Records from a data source
>> START

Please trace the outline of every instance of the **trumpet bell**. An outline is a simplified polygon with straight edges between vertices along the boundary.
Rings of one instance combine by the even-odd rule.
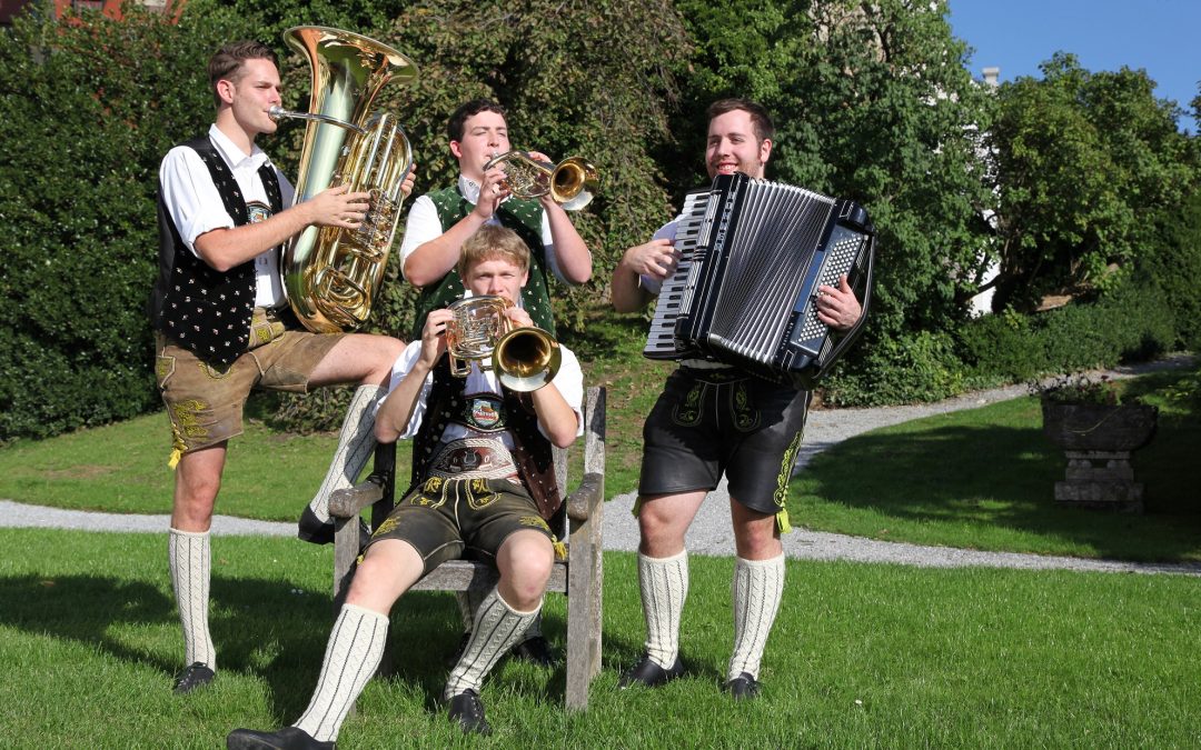
[[[540,328],[516,328],[496,342],[492,370],[508,390],[530,392],[555,379],[562,359],[554,336]]]
[[[508,151],[489,160],[484,172],[492,167],[504,169],[504,185],[518,198],[528,200],[549,193],[564,211],[579,211],[592,203],[600,186],[597,168],[581,156],[564,158],[556,166],[536,161],[525,151]]]

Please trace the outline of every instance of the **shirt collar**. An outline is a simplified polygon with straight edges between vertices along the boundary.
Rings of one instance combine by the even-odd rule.
[[[221,132],[221,128],[214,122],[209,126],[209,140],[216,146],[216,150],[225,157],[226,163],[229,164],[232,169],[239,169],[241,167],[249,167],[250,169],[258,170],[263,164],[270,163],[267,152],[258,148],[258,145],[250,146],[250,156],[241,152],[241,149],[234,145],[233,140],[228,136]],[[479,188],[476,188],[479,192]]]

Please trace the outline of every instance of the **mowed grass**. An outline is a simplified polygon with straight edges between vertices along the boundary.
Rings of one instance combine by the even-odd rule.
[[[220,678],[171,695],[181,638],[157,534],[0,529],[0,727],[6,748],[215,748],[307,703],[333,619],[330,552],[214,541]],[[790,560],[764,697],[718,691],[733,560],[695,556],[688,672],[617,691],[641,649],[632,554],[605,556],[604,665],[586,713],[562,670],[502,662],[483,697],[495,736],[459,736],[438,702],[453,599],[411,594],[342,748],[1196,748],[1201,587],[1194,577]],[[546,632],[562,643],[562,596]]]
[[[609,497],[634,491],[641,425],[670,365],[629,355],[632,334],[599,328],[588,383],[609,391]],[[640,344],[639,344],[640,346]],[[626,352],[604,359],[600,348]],[[1147,512],[1059,508],[1066,460],[1041,431],[1038,401],[1022,397],[874,430],[818,455],[793,481],[793,523],[873,539],[1008,552],[1130,560],[1201,560],[1201,413],[1164,392],[1188,377],[1128,383],[1160,407],[1159,430],[1134,454]],[[113,512],[171,510],[167,418],[150,414],[0,449],[0,498]],[[294,521],[324,475],[336,436],[293,436],[247,421],[231,440],[217,512]],[[576,458],[581,451],[575,451]],[[408,466],[410,444],[398,449]],[[578,472],[574,474],[578,476]],[[407,480],[401,473],[401,484]]]

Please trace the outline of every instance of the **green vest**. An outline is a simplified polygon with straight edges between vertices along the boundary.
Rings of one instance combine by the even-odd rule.
[[[447,187],[426,193],[438,210],[442,230],[453,227],[474,206],[459,193],[458,187]],[[521,304],[530,313],[530,319],[540,329],[555,334],[555,316],[550,306],[550,293],[546,290],[546,258],[542,245],[542,205],[537,200],[509,198],[496,210],[501,224],[513,229],[530,247],[530,281],[521,289]],[[441,310],[461,298],[462,278],[456,268],[450,269],[437,283],[422,287],[417,298],[417,318],[413,322],[412,338],[422,337],[425,317],[432,310]]]

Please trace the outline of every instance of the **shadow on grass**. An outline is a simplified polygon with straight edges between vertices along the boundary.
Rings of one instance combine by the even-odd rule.
[[[1141,516],[1057,506],[1053,487],[1064,478],[1063,454],[1040,430],[996,425],[852,438],[817,456],[794,485],[794,494],[800,486],[803,502],[814,502],[809,496],[817,496],[848,509],[874,511],[908,524],[907,538],[916,530],[927,544],[962,545],[964,536],[968,541],[975,536],[981,548],[988,548],[990,534],[1000,539],[1006,530],[1015,530],[1022,533],[1016,541],[1010,535],[997,548],[1046,552],[1033,539],[1041,538],[1050,548],[1082,546],[1104,558],[1201,558],[1201,512],[1195,496],[1155,497],[1157,486],[1169,485],[1157,484],[1158,476],[1142,475],[1140,458],[1145,452],[1151,454],[1152,448],[1134,455],[1135,479],[1152,480],[1148,512]],[[1190,466],[1179,468],[1193,470]],[[847,521],[853,522],[859,521]],[[878,521],[862,521],[870,523]],[[943,530],[939,524],[945,524]],[[876,529],[844,530],[876,535]]]
[[[0,625],[89,644],[131,665],[173,676],[183,667],[183,637],[174,600],[157,586],[91,575],[0,578]],[[267,682],[271,712],[291,721],[300,715],[321,671],[334,620],[328,595],[286,582],[215,576],[210,630],[219,671]],[[126,628],[160,626],[144,648]],[[544,632],[562,649],[564,622],[544,617]],[[166,634],[174,638],[162,646]],[[450,594],[412,592],[393,607],[388,646],[394,672],[386,679],[418,686],[432,713],[440,701],[462,626]],[[163,653],[171,656],[163,658]],[[533,667],[530,667],[533,668]],[[163,680],[163,689],[169,683]],[[560,664],[539,701],[562,703],[566,673]]]

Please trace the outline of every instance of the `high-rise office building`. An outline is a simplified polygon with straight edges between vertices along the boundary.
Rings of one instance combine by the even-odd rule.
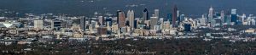
[[[173,6],[173,8],[172,8],[172,26],[173,27],[177,27],[177,24],[176,24],[176,21],[177,19],[177,8],[176,5]]]
[[[213,19],[213,8],[212,8],[212,7],[211,7],[209,8],[208,21],[207,22],[210,23],[212,20],[212,19]]]
[[[122,11],[118,11],[118,24],[119,28],[125,26],[125,13]]]
[[[86,29],[86,19],[85,18],[80,19],[80,27],[84,31],[85,31],[85,29]]]
[[[180,22],[183,21],[185,19],[185,14],[181,14],[179,16],[179,19],[180,19]]]
[[[236,9],[231,9],[231,22],[236,24],[237,21],[237,15],[236,15]]]
[[[34,20],[34,28],[42,30],[44,28],[44,21],[43,20]]]
[[[157,25],[158,18],[157,17],[150,17],[150,30],[154,29],[154,25]]]
[[[223,24],[224,22],[224,11],[222,10],[220,12],[220,19],[221,19],[221,24]]]
[[[144,23],[145,20],[148,20],[148,18],[149,18],[149,16],[148,16],[148,11],[147,8],[145,8],[145,9],[143,10],[143,23]]]
[[[99,22],[101,26],[103,25],[104,20],[105,19],[104,19],[103,16],[99,16],[98,17],[98,22]]]
[[[154,17],[160,18],[159,17],[159,9],[154,9]]]
[[[131,10],[131,11],[128,11],[127,13],[127,18],[128,18],[128,20],[129,20],[129,25],[130,27],[131,28],[134,28],[134,11]]]

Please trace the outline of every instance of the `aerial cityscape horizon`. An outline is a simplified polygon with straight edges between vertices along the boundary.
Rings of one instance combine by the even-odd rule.
[[[255,55],[254,0],[0,0],[0,55]]]

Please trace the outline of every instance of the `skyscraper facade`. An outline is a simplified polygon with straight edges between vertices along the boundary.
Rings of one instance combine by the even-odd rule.
[[[231,22],[236,23],[237,15],[236,15],[236,9],[231,9]]]
[[[44,28],[44,21],[43,20],[34,20],[34,28],[43,29]]]
[[[144,23],[145,20],[148,20],[148,18],[149,18],[149,16],[148,16],[148,11],[147,8],[145,8],[145,9],[143,10],[143,23]]]
[[[159,17],[159,9],[154,9],[154,17],[160,18]]]
[[[177,27],[177,24],[176,24],[176,21],[177,19],[177,8],[176,5],[174,5],[173,8],[172,8],[172,26],[173,27]]]
[[[131,10],[131,11],[128,11],[127,12],[127,18],[128,18],[128,20],[129,20],[129,25],[130,27],[131,28],[134,28],[134,11]]]
[[[125,16],[122,11],[118,11],[118,25],[119,28],[125,26]]]

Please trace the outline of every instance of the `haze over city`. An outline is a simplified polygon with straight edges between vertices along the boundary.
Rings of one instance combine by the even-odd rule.
[[[0,0],[0,55],[256,55],[256,0]]]

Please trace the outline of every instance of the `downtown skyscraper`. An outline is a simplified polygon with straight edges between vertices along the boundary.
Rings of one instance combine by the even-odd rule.
[[[131,28],[134,28],[134,11],[129,10],[127,12],[127,19],[129,20],[129,25]]]
[[[143,23],[145,22],[145,20],[148,20],[149,19],[149,16],[148,16],[148,11],[147,8],[145,8],[143,10]]]
[[[176,21],[177,19],[177,5],[174,5],[172,8],[172,26],[173,27],[177,27],[177,25],[176,24]]]
[[[125,13],[122,11],[118,11],[117,13],[118,13],[117,19],[118,19],[119,28],[125,27]]]

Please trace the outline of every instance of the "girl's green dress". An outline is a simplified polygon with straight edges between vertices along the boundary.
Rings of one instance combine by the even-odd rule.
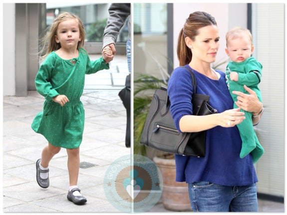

>> END

§ Instructions for the task: Pull out every line of the records that contains the string "skyscraper", matching case exactly, and copy each such line.

§ Solution for this problem:
Please trace the outline of every instance of the `skyscraper facade`. An outline is a simplified polygon with straight edges between vertices along the boundary.
Please trace the outline of every instance of the `downtown skyscraper`. An outline is a simplified polygon with straight edges between vertices along the boundary.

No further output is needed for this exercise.